* TEXT PASSAGE *
Philippe Grandrieux's "La Vie Nouvelle" (2002)
Let me begin by quoting a part of the lyrics of the famous French song sung by a client of Melania: Jean Ferrat's Aimer à perdre la raison, from a poem by Louis Aragon. I don't find the poem, or the song, that beautiful in themselves, but they mean a lot to me as an element of La Vie Nouvelle:
Aimer à perdre la raison
Aimer à n'en savoir que dire
A n'avoir que toi d'horizon
Et ne connaître de saisons
Que par la douleur du partir
Aimer à perdre la raison
Ah, c'est toujours toi que l'on blesse
C'est toujours ton miroir brisé,
Mon pauvre bonheur ma faiblesse
Toi qu'on insulte et qu'on délaisse
Dans toute chair martyrisée.
In short, the first part talks about loving someone so much that you lose your mind, so much that the only thing on the horizon seems to be the loved one. The second part, not sung in the movie, describes the person being loved, who turns out to be broken, injured, insulted and martyrized by the society.
Perhaps the heart of La Vie Nouvelle, and the sublime art of Philippe Grandrieux can be explained by the two verses above. Broken, painful existences in search of love, seeking some form of communion with the other, who have their own miseries. Many people mistake La Vie Nouvelle for a sick porn movie, which it certainly looks like at points, I admit I had to struggle with it a long time. The violence on the screen is near unacceptable, especially because the director is flirting with it. But in fact, and this is clear to me as sunlight, the violence and the abuses in Grandrieux's films are always confessions, exorcisms. The "New Life" being talked about here begins after the discovery of love, or, maybe a phrase that can be used interchangably with love in Grandrieux's cinema, the discovery of an other. The harsh reality that came before only makes this "new life" more meaningful.
As Grandrieux says himself in the wonderful Nicole Brenez interview on Rouge:
"...always this story of what it is to be human, i.e. confronted with alterity, with the Other who is infinitely possible and yet infinitely closed and inaccessible, no matter what one does. And it’s from there that one journeys, works, loves, fucks…"
By the way, "La Vie Nouvelle" is the official French translation of Dante's text "La Vita Nuova", a collection of gorgeous love poems. The hommage seems unmistakable.

* WORK REQUEST 1 *
In the La Vie Nouvelle review, who sings "Aimer à perdre la raison" in the film?
* WORK REQUEST 2 *
Please say whether each statement agrees with the La Vie Nouvelle review. Answer yes or no and quote the deciding words.
(a) The second part of the song is sung in the movie.
(b) The Grandrieux interview quoted was with Nicole Brenez.
(c) The writer finds the poem and the song beautiful in themselves.

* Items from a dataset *
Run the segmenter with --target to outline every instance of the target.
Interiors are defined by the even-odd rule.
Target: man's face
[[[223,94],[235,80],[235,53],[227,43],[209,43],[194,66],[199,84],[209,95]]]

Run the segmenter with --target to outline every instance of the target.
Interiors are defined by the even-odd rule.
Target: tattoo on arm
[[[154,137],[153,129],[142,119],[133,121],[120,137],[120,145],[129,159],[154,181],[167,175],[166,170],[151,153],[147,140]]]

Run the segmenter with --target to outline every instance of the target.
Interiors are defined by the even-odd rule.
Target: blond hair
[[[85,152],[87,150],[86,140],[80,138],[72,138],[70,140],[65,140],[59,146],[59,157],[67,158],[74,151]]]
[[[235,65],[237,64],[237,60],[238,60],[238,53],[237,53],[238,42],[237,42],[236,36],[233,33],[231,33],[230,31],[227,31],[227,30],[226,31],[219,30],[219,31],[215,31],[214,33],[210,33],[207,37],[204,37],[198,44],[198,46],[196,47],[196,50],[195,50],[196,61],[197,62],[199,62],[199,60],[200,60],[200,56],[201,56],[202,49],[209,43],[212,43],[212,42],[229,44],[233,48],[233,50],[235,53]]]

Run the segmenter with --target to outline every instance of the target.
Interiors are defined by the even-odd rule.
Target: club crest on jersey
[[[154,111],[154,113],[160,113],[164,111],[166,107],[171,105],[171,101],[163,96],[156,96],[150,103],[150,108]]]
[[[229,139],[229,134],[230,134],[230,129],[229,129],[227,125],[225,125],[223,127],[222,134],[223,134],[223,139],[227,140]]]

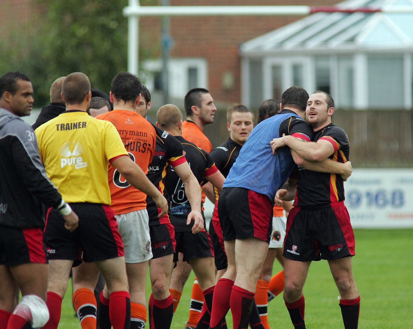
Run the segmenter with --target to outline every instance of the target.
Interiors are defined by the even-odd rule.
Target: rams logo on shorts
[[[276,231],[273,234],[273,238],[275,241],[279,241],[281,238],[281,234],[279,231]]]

...

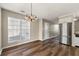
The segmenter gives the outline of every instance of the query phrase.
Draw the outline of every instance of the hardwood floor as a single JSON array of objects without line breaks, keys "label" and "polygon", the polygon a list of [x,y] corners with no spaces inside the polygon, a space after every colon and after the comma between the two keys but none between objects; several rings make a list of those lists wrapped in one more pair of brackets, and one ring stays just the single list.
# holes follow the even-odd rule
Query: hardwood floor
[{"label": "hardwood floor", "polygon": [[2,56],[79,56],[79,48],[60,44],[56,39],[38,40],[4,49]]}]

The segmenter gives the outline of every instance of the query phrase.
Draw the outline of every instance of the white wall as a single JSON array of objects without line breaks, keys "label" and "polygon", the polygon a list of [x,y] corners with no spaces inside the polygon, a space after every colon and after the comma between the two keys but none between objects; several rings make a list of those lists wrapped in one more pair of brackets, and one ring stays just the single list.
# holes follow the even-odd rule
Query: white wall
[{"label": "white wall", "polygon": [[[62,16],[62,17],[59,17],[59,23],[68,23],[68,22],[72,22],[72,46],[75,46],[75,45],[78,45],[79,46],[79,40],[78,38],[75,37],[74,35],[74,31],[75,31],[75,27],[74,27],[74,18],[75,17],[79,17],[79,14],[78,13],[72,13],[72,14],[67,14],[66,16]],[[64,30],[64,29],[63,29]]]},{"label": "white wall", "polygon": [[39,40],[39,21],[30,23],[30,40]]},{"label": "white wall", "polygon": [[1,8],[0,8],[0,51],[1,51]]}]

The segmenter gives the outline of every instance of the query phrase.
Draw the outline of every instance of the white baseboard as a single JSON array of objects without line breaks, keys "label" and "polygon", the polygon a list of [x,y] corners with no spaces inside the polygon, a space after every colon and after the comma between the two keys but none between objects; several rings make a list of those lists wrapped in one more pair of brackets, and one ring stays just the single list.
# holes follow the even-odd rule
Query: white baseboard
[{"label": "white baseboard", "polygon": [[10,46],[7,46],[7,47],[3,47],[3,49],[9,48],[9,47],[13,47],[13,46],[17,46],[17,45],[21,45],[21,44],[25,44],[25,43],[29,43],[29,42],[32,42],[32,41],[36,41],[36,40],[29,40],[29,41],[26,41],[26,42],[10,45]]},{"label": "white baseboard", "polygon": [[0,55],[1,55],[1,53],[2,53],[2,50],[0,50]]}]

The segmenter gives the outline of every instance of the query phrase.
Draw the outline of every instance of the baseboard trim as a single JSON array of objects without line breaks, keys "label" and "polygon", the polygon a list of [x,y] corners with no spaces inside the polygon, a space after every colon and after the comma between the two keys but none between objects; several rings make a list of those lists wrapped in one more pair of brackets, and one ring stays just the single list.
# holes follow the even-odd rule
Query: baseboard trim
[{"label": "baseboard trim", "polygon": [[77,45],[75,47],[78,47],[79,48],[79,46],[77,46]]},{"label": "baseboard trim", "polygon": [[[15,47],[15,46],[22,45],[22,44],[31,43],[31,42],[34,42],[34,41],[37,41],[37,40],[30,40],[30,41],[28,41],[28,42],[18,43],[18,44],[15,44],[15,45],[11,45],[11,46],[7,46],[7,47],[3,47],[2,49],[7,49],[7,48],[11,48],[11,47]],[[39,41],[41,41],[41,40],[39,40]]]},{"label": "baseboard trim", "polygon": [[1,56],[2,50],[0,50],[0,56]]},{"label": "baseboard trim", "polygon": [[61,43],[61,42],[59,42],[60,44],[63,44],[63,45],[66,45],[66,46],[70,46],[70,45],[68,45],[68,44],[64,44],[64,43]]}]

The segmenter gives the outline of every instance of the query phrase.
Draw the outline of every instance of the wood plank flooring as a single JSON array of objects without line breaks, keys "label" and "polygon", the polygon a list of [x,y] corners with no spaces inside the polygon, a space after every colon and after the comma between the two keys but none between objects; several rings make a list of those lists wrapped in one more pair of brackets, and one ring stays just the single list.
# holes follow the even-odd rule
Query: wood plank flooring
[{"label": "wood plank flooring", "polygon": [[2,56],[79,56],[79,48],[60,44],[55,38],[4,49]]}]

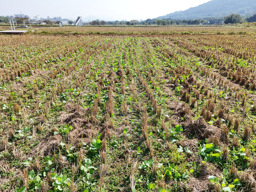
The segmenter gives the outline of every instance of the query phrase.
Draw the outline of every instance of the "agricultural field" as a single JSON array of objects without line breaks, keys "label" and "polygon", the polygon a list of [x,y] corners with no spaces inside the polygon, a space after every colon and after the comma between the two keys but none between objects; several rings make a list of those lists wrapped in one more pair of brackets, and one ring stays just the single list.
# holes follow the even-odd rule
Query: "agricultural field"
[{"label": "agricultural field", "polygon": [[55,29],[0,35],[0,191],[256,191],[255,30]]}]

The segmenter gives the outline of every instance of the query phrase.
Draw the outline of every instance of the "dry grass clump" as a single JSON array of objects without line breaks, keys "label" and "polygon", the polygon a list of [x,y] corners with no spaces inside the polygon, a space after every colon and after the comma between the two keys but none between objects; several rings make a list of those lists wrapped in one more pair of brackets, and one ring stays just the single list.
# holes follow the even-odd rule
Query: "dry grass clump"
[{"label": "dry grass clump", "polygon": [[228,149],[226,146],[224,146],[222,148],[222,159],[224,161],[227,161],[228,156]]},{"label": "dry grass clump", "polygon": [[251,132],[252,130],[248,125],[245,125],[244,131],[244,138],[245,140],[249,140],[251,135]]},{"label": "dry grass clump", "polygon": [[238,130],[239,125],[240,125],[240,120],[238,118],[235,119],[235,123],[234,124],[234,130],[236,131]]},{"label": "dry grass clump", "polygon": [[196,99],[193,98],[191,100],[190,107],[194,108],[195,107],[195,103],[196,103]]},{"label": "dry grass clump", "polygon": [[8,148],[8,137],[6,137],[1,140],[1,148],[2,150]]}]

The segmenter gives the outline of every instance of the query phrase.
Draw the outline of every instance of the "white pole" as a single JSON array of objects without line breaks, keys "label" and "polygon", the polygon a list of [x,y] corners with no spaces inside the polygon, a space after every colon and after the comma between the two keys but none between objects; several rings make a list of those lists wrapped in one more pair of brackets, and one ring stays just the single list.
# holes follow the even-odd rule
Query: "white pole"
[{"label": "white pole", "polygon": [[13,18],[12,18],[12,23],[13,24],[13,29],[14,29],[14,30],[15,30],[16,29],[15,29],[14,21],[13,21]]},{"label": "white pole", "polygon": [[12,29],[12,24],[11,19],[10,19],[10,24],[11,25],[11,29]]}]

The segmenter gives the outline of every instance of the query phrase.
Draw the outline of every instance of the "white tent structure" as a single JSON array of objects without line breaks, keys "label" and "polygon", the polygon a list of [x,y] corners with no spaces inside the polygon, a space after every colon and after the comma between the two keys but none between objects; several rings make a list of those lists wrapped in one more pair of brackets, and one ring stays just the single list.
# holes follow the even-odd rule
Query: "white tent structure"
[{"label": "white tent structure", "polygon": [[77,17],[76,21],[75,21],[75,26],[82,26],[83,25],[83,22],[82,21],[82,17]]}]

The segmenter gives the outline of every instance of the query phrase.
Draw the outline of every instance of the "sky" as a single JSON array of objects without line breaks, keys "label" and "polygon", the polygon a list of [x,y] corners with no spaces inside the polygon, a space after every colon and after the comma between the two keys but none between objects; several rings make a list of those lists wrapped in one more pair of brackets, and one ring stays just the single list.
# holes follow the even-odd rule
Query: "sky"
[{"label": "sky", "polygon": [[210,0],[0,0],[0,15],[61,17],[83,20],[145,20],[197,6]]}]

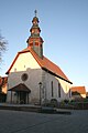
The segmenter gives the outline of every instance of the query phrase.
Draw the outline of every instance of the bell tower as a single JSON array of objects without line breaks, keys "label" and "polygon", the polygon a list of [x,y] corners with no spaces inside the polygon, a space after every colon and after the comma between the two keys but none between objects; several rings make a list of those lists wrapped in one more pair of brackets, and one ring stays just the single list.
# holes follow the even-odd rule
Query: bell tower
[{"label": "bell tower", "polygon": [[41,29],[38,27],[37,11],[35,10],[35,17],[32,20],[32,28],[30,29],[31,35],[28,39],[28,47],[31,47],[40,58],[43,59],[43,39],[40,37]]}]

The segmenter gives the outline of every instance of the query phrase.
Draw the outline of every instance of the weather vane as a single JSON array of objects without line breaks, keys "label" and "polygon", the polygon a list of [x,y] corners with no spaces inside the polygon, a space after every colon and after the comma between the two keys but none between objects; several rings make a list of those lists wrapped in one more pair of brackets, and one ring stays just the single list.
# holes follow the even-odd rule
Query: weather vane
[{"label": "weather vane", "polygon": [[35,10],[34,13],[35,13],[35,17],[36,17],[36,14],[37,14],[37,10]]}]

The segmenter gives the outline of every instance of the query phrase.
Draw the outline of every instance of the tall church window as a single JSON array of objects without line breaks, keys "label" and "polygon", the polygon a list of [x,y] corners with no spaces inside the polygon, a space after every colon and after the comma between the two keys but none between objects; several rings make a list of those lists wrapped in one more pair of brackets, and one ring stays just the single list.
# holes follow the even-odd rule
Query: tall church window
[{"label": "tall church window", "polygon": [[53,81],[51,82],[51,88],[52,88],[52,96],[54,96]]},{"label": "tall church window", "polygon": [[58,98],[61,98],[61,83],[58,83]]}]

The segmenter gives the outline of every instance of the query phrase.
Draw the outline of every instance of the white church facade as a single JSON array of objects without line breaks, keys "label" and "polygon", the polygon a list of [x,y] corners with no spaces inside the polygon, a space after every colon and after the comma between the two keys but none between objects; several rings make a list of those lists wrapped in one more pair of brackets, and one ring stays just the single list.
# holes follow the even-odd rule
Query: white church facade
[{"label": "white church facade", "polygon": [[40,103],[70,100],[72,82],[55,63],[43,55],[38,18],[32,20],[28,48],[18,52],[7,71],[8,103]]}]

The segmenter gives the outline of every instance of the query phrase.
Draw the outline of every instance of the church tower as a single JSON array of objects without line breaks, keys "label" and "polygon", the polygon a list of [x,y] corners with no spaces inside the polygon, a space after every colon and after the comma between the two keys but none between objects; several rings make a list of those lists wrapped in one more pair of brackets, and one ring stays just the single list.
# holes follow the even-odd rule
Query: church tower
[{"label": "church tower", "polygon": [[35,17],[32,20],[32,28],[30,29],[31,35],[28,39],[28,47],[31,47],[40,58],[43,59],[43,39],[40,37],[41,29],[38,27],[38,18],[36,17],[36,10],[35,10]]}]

* * *

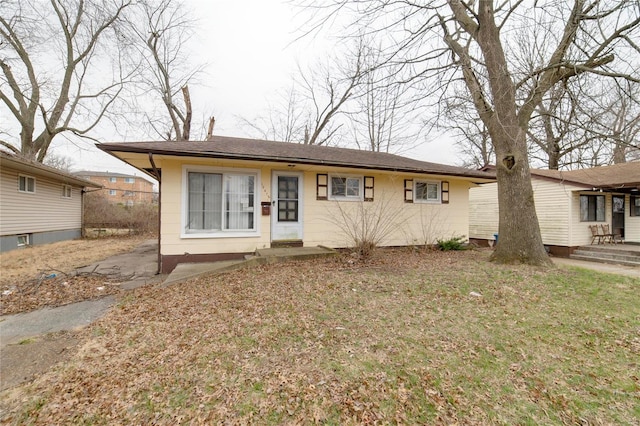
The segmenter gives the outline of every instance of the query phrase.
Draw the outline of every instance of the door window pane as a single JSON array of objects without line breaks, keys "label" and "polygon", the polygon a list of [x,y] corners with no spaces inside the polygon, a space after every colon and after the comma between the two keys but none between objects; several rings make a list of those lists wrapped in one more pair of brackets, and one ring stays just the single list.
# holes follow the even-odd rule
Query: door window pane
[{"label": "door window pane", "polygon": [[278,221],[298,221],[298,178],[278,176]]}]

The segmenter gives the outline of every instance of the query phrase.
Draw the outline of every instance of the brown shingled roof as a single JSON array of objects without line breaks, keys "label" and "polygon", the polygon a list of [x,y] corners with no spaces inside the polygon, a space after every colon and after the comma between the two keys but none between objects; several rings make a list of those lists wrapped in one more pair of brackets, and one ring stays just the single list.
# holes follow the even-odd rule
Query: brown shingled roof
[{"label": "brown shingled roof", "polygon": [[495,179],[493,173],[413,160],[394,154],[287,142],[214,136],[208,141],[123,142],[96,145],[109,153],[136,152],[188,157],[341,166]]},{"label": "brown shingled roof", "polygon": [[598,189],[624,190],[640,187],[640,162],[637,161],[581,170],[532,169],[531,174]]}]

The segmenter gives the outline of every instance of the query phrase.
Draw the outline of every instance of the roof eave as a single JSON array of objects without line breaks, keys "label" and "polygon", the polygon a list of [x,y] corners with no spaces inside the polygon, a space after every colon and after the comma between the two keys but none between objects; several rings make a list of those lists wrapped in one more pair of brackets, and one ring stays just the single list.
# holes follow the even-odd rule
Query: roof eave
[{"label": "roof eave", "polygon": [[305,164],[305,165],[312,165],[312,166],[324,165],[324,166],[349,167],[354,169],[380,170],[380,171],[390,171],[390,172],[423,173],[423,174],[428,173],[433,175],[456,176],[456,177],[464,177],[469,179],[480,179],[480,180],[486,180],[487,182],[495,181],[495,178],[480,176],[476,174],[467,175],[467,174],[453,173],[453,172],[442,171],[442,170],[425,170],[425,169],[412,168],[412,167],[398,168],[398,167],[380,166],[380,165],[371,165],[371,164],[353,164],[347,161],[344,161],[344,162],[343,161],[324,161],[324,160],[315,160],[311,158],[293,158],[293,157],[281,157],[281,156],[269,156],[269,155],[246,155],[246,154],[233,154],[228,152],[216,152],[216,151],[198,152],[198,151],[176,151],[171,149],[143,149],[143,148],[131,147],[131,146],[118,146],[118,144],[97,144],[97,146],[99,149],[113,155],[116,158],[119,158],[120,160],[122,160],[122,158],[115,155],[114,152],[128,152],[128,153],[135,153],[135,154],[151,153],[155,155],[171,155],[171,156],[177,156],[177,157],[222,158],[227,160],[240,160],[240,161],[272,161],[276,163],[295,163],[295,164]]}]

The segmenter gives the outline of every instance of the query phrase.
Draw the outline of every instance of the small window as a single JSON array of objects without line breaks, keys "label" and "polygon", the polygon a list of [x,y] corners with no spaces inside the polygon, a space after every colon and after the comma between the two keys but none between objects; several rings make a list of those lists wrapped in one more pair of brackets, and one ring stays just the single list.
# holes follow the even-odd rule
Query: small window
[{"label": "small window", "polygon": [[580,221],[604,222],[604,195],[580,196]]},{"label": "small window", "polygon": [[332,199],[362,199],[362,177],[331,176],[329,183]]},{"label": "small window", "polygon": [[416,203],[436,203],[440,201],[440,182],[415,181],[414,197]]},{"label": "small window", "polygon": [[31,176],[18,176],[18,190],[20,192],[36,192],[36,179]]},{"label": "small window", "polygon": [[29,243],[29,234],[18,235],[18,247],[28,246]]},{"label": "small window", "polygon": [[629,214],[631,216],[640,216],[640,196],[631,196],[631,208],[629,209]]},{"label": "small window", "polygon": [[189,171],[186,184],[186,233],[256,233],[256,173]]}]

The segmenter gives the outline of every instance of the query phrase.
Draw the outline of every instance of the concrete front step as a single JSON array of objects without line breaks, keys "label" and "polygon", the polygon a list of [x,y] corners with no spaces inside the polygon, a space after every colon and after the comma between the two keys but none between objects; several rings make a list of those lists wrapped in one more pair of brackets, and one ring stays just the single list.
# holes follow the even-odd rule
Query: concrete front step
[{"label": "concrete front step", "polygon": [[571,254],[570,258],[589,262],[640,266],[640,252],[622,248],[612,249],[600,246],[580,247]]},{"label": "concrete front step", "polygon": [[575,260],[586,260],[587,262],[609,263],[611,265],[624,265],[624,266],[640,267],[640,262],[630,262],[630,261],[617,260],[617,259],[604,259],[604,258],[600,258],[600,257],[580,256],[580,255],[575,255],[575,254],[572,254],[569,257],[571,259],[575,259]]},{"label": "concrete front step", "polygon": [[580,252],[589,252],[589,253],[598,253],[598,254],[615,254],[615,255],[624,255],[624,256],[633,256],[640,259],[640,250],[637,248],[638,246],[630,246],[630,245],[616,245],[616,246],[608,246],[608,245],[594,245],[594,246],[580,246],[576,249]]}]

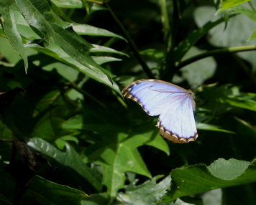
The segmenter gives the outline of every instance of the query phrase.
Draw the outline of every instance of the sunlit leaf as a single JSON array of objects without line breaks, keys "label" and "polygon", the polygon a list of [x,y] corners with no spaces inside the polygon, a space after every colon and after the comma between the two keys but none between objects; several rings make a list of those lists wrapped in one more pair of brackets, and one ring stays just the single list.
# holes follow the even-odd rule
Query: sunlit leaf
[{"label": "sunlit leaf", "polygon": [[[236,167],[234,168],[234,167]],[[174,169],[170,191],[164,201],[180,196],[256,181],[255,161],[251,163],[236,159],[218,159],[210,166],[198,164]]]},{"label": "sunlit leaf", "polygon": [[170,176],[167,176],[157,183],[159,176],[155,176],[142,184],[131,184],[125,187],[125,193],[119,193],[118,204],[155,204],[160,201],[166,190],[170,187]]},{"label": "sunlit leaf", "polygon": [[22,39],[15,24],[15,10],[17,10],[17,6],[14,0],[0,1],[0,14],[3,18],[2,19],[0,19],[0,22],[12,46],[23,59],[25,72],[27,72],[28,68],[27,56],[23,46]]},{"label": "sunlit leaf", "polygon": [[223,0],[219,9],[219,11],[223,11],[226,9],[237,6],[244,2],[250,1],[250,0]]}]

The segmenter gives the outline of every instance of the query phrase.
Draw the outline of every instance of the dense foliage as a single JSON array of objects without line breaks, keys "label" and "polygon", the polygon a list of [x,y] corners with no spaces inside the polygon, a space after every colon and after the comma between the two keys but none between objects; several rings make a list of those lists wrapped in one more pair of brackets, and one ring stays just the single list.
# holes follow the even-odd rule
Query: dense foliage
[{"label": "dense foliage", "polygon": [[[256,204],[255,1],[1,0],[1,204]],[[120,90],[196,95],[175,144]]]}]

* WRITTEN REPLY 1 *
A client of Melania.

* WRITTEN REPLY 2 *
(a) No: "The second part, not sung in the movie"
(b) Yes: "the wonderful Nicole Brenez interview on Rouge"
(c) No: "I don't find the poem, or the song, that beautiful in themselves"